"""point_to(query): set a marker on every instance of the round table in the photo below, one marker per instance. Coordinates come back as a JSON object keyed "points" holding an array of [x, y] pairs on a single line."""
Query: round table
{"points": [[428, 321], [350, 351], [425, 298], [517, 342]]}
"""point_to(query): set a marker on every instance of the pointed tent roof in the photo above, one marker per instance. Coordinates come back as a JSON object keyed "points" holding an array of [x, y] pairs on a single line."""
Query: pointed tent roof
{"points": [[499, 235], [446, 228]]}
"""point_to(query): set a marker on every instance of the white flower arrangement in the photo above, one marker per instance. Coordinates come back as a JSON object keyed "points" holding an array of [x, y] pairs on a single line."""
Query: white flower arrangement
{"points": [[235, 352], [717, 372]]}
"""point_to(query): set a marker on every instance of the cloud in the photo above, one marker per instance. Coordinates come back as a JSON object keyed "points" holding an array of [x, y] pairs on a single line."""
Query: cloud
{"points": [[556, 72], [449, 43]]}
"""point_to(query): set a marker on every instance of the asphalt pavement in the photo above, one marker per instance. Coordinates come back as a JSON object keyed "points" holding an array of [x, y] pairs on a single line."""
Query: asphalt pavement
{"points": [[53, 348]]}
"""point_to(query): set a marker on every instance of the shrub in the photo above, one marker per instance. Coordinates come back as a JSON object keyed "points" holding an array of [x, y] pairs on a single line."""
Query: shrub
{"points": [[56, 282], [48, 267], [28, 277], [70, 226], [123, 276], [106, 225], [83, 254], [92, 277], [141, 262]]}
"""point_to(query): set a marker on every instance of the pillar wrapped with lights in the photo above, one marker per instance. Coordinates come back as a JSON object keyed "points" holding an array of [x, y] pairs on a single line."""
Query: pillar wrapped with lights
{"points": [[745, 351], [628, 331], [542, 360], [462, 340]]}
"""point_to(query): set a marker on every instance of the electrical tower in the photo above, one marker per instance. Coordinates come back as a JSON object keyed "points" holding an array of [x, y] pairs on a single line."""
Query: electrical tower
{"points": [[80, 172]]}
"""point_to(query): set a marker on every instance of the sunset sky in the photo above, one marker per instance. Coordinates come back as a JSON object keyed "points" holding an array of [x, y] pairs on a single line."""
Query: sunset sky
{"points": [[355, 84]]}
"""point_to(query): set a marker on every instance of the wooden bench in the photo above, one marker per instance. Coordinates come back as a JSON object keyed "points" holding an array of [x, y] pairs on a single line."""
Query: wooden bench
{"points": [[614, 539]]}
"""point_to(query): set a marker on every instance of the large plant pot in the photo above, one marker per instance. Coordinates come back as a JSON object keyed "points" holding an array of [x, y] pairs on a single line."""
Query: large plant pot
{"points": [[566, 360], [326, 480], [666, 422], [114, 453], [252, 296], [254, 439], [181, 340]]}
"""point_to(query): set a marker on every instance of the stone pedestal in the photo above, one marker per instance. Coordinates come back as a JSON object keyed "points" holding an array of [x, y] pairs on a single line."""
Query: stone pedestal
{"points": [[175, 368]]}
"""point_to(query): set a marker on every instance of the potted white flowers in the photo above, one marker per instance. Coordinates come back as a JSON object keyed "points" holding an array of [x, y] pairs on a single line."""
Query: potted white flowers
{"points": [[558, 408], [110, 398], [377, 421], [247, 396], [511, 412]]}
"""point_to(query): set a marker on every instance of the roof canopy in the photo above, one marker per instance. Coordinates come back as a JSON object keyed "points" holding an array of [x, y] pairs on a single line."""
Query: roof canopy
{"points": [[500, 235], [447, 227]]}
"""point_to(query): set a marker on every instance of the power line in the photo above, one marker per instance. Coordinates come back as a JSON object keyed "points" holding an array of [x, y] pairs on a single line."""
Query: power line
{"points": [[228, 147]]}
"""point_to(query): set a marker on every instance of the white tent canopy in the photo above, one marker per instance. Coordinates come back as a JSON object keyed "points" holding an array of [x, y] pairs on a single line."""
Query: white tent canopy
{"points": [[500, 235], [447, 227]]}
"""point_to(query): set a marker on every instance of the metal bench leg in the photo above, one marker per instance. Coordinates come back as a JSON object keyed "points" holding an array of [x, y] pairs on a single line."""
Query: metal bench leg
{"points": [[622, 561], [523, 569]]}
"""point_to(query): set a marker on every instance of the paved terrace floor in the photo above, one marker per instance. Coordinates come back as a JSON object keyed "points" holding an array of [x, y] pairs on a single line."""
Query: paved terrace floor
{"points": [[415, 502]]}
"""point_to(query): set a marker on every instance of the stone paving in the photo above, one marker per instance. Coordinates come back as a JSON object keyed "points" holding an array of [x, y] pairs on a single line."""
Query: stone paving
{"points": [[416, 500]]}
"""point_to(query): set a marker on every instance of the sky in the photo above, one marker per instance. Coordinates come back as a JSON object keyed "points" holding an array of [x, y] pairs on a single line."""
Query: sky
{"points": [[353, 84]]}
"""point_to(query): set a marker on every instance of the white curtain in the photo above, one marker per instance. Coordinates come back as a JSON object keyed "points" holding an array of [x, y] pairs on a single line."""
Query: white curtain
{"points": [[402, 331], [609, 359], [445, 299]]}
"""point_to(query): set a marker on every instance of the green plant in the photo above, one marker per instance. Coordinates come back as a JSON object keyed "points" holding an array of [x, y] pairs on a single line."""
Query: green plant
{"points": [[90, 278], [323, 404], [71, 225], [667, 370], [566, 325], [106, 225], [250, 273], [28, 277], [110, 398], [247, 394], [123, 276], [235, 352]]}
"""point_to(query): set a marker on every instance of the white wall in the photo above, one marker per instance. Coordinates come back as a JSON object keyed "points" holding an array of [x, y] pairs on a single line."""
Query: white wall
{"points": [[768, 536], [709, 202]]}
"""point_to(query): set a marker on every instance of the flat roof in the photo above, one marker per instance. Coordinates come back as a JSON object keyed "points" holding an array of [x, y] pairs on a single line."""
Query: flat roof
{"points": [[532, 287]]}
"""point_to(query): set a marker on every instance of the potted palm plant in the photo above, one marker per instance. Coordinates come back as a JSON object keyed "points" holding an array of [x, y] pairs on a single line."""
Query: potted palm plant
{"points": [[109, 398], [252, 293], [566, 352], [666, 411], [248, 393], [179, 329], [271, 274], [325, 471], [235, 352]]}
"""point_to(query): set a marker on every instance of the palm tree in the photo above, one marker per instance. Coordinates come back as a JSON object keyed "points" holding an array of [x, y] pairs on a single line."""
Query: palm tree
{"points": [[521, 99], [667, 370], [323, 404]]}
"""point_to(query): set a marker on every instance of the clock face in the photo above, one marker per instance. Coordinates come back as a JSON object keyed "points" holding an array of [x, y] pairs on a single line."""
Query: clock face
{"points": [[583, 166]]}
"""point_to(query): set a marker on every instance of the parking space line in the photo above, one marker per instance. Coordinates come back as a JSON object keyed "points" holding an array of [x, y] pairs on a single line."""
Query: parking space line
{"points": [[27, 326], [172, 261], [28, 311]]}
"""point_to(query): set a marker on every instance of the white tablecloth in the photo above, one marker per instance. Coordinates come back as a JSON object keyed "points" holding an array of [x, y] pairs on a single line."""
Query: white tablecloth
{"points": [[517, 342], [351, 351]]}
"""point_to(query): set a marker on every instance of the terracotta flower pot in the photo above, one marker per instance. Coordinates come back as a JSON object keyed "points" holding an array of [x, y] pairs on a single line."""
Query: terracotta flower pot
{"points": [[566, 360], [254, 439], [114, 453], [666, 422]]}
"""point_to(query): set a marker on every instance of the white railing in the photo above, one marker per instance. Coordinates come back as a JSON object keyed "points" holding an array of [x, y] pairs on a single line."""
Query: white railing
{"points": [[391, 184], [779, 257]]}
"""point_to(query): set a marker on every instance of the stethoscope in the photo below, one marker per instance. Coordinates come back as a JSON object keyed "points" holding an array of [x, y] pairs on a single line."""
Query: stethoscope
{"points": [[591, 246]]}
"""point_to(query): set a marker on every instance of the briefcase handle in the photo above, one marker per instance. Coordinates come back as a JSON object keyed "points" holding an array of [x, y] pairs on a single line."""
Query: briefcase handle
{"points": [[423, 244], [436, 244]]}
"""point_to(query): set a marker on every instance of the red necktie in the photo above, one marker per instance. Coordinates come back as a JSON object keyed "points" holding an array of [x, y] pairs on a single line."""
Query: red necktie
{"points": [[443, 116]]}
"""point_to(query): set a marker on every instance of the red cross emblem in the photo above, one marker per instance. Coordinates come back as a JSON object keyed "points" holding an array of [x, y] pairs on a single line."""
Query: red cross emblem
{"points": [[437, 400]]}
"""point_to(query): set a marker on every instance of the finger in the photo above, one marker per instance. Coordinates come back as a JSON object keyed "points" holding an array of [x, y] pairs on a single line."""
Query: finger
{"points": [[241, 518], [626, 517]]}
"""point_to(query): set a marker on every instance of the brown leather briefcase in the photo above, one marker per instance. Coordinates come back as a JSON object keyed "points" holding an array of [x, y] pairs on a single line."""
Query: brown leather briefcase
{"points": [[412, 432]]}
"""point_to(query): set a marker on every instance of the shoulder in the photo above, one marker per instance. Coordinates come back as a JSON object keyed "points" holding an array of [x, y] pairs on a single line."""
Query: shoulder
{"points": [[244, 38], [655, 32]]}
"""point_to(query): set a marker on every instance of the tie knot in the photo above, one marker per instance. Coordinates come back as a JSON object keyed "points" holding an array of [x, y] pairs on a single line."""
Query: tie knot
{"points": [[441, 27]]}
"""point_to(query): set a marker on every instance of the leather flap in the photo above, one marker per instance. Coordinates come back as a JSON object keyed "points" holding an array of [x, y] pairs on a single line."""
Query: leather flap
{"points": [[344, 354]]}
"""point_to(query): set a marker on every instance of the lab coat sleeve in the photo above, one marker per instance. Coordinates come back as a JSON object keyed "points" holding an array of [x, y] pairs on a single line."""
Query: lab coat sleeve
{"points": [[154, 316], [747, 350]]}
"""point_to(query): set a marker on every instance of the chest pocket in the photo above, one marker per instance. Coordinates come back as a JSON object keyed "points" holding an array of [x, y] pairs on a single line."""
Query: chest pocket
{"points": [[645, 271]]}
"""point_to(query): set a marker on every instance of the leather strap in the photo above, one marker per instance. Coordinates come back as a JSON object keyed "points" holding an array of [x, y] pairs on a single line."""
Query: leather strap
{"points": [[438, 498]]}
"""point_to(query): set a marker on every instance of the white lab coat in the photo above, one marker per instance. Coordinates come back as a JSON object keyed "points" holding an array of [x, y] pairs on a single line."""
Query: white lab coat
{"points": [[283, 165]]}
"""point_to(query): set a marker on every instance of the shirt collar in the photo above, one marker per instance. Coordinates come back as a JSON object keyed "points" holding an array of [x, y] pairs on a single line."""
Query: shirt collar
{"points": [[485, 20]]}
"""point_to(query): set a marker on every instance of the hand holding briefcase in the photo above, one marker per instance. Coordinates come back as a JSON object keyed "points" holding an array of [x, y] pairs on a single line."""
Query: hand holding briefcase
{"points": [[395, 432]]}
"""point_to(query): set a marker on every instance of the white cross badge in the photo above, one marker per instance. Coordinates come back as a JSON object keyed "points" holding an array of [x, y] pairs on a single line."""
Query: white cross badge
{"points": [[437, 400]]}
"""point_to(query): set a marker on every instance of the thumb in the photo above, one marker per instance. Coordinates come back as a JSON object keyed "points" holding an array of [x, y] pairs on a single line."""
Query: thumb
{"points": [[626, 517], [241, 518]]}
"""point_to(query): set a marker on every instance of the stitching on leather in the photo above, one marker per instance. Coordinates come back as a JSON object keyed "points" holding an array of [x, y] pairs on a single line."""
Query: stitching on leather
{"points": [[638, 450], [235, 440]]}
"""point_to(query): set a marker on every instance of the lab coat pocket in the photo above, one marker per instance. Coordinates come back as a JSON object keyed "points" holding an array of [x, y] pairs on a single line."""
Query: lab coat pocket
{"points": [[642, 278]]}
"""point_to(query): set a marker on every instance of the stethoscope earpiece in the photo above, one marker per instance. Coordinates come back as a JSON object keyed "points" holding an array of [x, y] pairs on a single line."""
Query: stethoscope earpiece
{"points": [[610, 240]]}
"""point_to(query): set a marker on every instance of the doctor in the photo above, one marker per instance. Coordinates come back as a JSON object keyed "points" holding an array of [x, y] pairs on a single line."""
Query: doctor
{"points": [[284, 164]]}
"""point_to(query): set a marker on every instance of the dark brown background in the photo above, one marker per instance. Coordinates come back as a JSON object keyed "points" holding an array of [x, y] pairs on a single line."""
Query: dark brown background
==================================================
**Exercise goal**:
Copy out, word for word, every line of the records from the line containing "of the doctor" through the end of the records, including both of those end lines.

**Result for this exercise**:
"""point_to(query): set a marker on every instance of the doctor in the photo above, one marker per instance. Coordinates come back as a JSON object keyed "points" holding an array of [x, y] pairs on a single line."""
Query: doctor
{"points": [[284, 164]]}
"""point_to(query): set a marker on every instance of the dark brown background in the photo above, one marker per instance. Coordinates come back as a JSON object keyed "points" holding an array of [x, y] pairs on a single line."""
Query: dark brown background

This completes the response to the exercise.